▶ TASK PROMPT
Somewhere below are a line with "Query: running vest" and a later line with "the black running". Output exactly those lines and all lines between them.

▶ PROVIDED DATA
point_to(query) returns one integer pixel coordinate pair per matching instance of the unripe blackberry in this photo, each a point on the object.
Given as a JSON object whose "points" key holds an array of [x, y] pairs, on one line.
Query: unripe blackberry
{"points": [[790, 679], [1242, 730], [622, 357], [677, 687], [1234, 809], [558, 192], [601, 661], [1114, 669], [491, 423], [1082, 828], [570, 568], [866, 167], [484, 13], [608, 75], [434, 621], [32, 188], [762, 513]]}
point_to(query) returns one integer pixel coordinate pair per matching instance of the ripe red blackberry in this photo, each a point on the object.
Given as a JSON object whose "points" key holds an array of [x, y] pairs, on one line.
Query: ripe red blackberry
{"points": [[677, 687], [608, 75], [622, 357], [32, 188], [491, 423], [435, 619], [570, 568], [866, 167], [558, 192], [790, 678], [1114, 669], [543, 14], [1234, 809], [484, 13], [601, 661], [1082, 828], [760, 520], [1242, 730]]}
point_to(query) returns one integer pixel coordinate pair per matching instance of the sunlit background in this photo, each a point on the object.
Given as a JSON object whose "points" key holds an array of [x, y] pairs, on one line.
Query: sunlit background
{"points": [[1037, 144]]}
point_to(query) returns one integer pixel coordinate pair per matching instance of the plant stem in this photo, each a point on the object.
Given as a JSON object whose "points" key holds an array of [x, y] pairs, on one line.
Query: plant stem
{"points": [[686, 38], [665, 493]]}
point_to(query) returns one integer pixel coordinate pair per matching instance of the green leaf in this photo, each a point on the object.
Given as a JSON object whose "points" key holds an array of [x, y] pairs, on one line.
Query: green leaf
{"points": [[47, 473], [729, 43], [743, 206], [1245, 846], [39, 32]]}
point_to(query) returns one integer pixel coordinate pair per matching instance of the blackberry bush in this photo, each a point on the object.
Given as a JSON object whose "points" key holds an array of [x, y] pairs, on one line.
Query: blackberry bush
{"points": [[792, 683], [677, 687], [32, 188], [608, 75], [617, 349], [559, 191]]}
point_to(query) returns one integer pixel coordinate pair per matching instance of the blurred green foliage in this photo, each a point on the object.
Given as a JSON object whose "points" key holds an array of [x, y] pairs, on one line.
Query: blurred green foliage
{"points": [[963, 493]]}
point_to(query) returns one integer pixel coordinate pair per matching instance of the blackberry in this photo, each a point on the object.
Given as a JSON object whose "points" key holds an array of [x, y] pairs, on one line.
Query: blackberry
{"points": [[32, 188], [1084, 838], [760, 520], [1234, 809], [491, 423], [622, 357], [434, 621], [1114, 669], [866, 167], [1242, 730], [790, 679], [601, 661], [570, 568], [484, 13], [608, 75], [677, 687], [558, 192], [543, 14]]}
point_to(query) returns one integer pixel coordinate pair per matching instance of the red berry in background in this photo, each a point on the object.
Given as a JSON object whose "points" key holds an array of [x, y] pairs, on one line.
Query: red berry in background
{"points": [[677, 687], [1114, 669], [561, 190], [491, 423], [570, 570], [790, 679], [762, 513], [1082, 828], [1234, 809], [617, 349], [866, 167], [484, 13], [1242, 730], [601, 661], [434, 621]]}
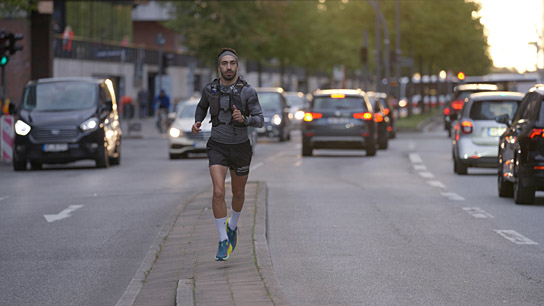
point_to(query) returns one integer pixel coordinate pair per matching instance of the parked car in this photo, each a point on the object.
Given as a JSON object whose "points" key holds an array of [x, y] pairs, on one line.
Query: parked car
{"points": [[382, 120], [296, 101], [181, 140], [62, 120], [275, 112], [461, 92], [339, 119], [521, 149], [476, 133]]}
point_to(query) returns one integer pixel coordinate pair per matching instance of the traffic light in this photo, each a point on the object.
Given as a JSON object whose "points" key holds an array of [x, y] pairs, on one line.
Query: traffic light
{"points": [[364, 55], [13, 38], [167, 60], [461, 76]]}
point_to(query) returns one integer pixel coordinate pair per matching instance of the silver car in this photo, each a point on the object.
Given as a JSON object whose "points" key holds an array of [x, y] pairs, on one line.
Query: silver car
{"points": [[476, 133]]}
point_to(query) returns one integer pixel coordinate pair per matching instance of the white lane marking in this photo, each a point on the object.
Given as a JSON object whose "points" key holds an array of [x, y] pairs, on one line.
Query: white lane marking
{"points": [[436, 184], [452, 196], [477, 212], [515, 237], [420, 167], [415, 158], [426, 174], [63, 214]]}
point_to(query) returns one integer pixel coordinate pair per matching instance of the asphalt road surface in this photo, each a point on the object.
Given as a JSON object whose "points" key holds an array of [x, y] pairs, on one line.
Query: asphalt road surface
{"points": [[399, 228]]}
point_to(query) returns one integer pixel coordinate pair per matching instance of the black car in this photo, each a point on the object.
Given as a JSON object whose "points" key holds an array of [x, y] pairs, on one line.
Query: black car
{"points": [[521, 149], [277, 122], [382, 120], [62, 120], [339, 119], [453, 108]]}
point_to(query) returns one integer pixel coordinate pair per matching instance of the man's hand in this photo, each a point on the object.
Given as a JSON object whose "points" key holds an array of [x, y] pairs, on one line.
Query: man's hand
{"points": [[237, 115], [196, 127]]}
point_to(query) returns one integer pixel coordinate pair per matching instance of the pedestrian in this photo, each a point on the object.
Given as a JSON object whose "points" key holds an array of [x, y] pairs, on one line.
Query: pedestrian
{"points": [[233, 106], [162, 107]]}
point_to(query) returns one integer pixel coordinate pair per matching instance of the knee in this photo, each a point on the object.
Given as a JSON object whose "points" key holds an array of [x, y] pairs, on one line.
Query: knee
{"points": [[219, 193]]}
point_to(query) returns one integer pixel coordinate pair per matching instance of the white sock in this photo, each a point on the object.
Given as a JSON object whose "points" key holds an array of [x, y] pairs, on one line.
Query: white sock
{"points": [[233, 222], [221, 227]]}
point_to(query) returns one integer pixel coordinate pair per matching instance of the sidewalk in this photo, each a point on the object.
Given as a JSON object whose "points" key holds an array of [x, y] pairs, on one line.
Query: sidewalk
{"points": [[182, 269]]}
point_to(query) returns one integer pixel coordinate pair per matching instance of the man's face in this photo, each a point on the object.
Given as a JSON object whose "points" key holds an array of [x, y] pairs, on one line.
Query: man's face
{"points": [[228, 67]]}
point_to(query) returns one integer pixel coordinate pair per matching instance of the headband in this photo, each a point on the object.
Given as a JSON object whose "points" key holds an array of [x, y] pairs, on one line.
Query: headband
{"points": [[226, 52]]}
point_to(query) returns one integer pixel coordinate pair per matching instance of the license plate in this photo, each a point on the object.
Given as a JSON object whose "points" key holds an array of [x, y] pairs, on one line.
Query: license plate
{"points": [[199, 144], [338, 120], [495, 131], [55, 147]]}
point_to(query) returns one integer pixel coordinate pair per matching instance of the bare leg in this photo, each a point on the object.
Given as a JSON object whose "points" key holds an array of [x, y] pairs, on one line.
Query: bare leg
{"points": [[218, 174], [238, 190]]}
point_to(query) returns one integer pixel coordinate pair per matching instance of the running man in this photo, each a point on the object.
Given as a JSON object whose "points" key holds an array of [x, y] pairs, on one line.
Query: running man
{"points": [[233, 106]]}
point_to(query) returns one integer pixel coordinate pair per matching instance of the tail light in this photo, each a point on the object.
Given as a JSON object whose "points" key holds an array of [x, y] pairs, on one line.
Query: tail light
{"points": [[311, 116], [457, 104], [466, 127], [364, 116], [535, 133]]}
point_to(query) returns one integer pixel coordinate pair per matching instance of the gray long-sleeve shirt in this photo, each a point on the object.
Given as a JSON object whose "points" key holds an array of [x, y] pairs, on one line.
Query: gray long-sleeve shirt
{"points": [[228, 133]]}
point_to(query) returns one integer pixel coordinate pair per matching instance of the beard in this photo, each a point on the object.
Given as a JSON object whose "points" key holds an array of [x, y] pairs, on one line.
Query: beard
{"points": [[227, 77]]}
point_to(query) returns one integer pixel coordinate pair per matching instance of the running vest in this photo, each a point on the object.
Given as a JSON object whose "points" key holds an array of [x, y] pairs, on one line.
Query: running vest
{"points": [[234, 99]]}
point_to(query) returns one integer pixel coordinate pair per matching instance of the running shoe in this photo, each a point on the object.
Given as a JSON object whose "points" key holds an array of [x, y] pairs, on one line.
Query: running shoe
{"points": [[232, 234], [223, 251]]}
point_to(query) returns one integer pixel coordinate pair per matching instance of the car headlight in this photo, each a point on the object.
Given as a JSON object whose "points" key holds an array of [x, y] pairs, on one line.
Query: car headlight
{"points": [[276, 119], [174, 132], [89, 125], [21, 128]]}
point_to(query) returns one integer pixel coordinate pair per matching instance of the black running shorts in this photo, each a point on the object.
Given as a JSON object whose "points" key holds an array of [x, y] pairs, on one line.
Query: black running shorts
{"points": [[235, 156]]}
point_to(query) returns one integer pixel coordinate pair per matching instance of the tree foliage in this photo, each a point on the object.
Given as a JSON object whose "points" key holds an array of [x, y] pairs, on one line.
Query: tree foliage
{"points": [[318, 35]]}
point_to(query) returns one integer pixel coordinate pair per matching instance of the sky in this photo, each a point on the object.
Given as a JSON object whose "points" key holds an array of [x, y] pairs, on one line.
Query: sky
==
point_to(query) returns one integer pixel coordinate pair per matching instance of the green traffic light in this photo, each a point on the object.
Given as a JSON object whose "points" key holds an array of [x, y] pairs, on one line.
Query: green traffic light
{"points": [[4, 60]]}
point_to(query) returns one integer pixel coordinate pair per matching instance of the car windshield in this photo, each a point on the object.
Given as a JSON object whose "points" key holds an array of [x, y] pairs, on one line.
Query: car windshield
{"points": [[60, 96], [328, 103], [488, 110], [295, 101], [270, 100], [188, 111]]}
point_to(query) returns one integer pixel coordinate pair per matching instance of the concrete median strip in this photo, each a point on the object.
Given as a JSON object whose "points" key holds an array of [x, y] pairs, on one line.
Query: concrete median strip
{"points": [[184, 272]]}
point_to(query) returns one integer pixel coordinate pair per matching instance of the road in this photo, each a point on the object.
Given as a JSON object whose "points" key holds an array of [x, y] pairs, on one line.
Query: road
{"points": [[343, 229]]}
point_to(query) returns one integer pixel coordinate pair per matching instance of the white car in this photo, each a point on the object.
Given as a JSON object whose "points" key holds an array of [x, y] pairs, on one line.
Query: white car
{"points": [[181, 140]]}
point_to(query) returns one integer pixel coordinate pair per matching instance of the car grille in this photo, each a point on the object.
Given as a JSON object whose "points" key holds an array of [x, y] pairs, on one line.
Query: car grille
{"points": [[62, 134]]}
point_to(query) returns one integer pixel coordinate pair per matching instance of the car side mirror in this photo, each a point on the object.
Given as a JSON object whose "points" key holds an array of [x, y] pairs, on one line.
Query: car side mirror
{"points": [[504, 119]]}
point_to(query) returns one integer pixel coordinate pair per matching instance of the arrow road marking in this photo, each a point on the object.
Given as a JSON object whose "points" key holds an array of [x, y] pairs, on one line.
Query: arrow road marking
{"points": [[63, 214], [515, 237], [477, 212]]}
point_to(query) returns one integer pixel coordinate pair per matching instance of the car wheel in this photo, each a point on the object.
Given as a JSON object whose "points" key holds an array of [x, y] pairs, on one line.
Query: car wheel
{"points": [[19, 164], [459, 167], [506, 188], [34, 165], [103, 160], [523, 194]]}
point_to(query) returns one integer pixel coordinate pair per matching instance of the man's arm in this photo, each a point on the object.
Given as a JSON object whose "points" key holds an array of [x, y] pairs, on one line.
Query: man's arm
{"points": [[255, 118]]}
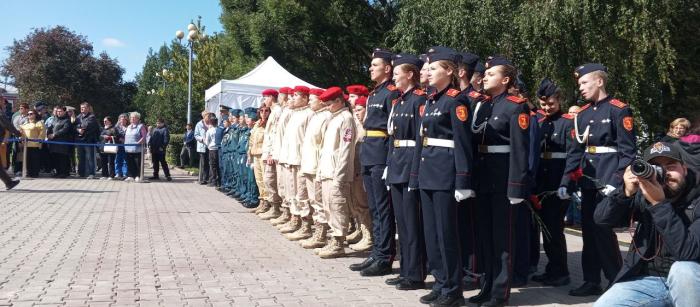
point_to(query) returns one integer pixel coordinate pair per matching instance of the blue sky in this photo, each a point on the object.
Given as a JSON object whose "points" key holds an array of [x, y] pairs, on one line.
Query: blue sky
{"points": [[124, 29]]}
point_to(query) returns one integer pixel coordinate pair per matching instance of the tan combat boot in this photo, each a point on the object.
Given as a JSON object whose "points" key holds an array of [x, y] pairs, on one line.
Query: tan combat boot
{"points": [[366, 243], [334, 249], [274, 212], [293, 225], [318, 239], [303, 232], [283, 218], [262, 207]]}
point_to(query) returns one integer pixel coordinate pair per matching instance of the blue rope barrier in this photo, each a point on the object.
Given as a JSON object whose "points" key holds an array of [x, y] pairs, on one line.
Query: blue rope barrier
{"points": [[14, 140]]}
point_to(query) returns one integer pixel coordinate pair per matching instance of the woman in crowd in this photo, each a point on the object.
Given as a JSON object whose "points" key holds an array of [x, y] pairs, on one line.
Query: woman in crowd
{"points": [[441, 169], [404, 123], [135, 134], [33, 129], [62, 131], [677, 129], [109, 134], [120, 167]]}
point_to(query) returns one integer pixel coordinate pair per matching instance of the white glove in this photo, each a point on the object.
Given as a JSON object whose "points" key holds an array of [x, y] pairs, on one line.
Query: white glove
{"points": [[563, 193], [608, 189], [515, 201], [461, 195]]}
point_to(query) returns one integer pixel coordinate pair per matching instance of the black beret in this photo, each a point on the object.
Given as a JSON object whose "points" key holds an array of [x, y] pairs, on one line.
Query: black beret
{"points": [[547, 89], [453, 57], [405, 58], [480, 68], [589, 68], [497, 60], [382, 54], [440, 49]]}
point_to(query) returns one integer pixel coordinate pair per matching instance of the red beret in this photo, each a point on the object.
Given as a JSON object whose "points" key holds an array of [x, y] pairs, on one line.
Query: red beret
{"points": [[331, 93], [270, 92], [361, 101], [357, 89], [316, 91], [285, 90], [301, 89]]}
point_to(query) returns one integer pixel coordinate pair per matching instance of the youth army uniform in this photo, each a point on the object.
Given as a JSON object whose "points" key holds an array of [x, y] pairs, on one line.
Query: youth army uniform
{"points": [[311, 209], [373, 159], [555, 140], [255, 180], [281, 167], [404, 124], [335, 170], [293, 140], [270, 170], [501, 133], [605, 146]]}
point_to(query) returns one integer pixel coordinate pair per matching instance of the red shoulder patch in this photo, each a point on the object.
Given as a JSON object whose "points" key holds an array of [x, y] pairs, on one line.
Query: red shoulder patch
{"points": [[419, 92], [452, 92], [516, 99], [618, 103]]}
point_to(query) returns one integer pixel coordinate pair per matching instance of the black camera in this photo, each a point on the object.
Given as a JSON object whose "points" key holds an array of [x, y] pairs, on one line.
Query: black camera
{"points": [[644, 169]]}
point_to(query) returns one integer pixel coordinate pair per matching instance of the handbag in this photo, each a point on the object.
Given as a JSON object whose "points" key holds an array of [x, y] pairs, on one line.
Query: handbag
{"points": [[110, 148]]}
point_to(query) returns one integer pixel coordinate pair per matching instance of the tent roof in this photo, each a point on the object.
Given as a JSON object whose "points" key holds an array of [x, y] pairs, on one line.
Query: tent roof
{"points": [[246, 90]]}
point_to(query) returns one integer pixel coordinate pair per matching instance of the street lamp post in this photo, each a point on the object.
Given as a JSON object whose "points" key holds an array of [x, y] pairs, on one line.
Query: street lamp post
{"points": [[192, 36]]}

▶ EXERCISE RESPONSE
Query: running vest
{"points": [[234, 99]]}
point_to(query) returns one integer pixel coordinate pair per matching instance of the running shoe in this photo, each a point on the object.
Given as a JSON object whose "points" key holds an array of [x, y] pairs, on one line.
Query: running shoe
{"points": [[232, 234], [223, 251]]}
point_to(query) returns one integer pixel coordinate pair per matching instance of the car headlight in this photo, each a point on the object.
Given as a JSON object whose "points" key holds an array of [x, y] pairs, on one line.
Query: car headlight
{"points": [[276, 119], [174, 132], [89, 125], [21, 128]]}
point_to(query) returns one integer pixel coordinate pair per matching instance of the black running shorts in this photo, each a point on the object.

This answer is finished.